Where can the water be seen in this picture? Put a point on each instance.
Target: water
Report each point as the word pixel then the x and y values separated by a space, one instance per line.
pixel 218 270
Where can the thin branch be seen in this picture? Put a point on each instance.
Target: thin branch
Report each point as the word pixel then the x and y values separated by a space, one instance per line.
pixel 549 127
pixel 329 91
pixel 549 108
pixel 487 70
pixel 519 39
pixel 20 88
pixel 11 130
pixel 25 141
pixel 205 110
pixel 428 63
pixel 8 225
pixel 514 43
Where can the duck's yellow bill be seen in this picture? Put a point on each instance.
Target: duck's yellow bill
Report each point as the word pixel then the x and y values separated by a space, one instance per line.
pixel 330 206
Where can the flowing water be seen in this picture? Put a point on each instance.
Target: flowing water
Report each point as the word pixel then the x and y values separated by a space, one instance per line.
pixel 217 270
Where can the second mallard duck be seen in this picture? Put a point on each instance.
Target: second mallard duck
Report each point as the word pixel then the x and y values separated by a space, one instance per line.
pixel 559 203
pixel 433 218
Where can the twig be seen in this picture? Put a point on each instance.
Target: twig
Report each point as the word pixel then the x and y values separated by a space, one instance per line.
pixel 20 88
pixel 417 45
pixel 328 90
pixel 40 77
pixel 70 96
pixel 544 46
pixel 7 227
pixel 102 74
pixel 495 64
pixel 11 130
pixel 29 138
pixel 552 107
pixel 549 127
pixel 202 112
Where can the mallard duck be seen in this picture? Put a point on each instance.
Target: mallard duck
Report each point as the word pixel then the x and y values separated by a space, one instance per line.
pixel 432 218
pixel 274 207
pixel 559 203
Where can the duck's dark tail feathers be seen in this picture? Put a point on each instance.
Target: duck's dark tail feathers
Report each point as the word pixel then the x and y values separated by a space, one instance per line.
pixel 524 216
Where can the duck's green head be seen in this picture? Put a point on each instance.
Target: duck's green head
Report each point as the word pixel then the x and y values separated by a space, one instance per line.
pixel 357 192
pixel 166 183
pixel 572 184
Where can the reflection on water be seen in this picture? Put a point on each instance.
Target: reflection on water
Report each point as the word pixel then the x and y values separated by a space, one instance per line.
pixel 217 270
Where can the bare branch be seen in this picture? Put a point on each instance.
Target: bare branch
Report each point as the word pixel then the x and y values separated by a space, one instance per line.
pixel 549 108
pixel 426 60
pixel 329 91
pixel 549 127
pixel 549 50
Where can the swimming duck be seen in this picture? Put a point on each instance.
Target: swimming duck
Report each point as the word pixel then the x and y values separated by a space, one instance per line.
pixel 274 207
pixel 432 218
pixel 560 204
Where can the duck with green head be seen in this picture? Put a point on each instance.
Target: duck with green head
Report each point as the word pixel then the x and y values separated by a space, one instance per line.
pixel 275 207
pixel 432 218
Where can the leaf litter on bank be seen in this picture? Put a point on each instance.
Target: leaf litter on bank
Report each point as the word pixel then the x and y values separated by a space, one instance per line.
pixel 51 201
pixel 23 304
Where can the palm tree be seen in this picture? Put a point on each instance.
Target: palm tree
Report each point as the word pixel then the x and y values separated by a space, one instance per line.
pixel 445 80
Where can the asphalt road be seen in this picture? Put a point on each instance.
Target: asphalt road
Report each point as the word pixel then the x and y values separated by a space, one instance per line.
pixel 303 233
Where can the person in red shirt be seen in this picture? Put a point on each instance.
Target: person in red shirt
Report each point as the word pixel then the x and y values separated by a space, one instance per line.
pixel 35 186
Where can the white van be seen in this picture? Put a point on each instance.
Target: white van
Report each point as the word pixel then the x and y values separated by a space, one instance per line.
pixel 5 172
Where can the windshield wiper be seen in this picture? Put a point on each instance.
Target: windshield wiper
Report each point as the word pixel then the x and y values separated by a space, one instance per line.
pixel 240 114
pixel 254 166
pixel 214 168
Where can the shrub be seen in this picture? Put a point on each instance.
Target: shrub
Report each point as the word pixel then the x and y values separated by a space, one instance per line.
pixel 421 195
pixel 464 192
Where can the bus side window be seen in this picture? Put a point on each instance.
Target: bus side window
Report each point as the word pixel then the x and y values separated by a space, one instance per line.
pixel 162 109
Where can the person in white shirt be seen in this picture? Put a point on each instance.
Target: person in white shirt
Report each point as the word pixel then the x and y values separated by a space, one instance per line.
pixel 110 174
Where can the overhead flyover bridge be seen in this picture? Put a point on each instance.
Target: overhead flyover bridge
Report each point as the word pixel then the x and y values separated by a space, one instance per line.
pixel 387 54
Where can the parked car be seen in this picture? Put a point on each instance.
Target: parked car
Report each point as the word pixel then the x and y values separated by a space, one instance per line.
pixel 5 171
++++++++
- What is required -
For the records above, state the number of lines that contain "shrub", and provide nothing further.

- Written solution -
2